Задания к выполнению:
- A) Переведите на английский язык предложение «Но отпуск кончился, и я вернулся в Архангельск.» из фрагмента страницы.
- B) Процитируйте из фрагмента страницы часть, которая открывается словами, содержащими «Один раз, выйдя», и завершается словами «вернулся в Архангельск.».

═══ Фрагмент страницы

Один раз, выйдя на берег моря и искупавшись в нём, я рухнул на берег усыпанного галькой пляжа. Гальки было много. Моё внимание привлек абсолютно белый камень, по форме очень напоминающий яйцо, и был принесён мной в столовую на следующий день.
Многие пытались очистить яйцекамень от скорлупы с энтузиазмом! Энтузиазма было много! Но отпуск кончился, и я вернулся в Архангельск.
Когда не летали, и на следующий день был вылет, то играли во всякие игры или просто спали. Моя стенка была украшена видами Ленинграда, самолётами и женщинами (без одежды). Вот лежу я и созерцаю свою стенку с открытками, Серега, сосед мой, инженер по электронике за столом сидит, обедает. Обедом у него называлось съедать из трехлитровой банки варенье при помощи большой ложки размером с поварешку. Я таких огромных ложек и не встречал! Сам он рижанин и скорее хотел домой, но его взяли в армию, и Су-25 своей турбиной засосал его фуражку, потом Латвия стала независимой от нас, и что с Серёгой – я не знаю.

══════
═══ Выдержка из данных

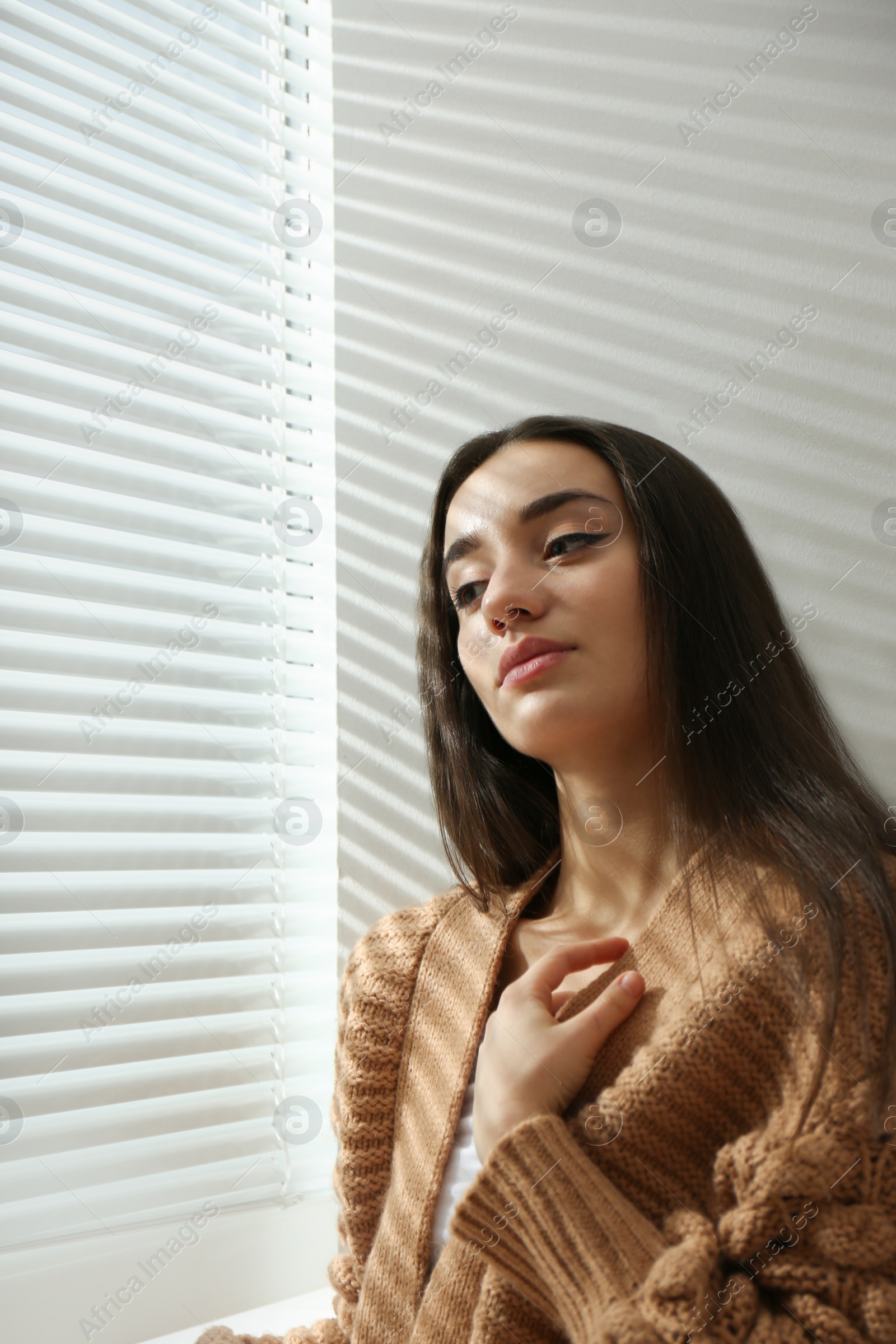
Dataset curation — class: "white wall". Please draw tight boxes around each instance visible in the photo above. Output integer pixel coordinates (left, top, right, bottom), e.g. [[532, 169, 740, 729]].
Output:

══════

Решения заданий:
- A) But the vacation ended, and I returned to Arkhangelsk.

- B)
Один раз, выйдя на берег моря и искупавшись в нём, я рухнул на берег усыпанного галькой пляжа. Гальки было много. Моё внимание привлек абсолютно белый камень, по форме очень напоминающий яйцо, и был принесён мной в столовую на следующий день.
Многие пытались очистить яйцекамень от скорлупы с энтузиазмом! Энтузиазма было много! Но отпуск кончился, и я вернулся в Архангельск.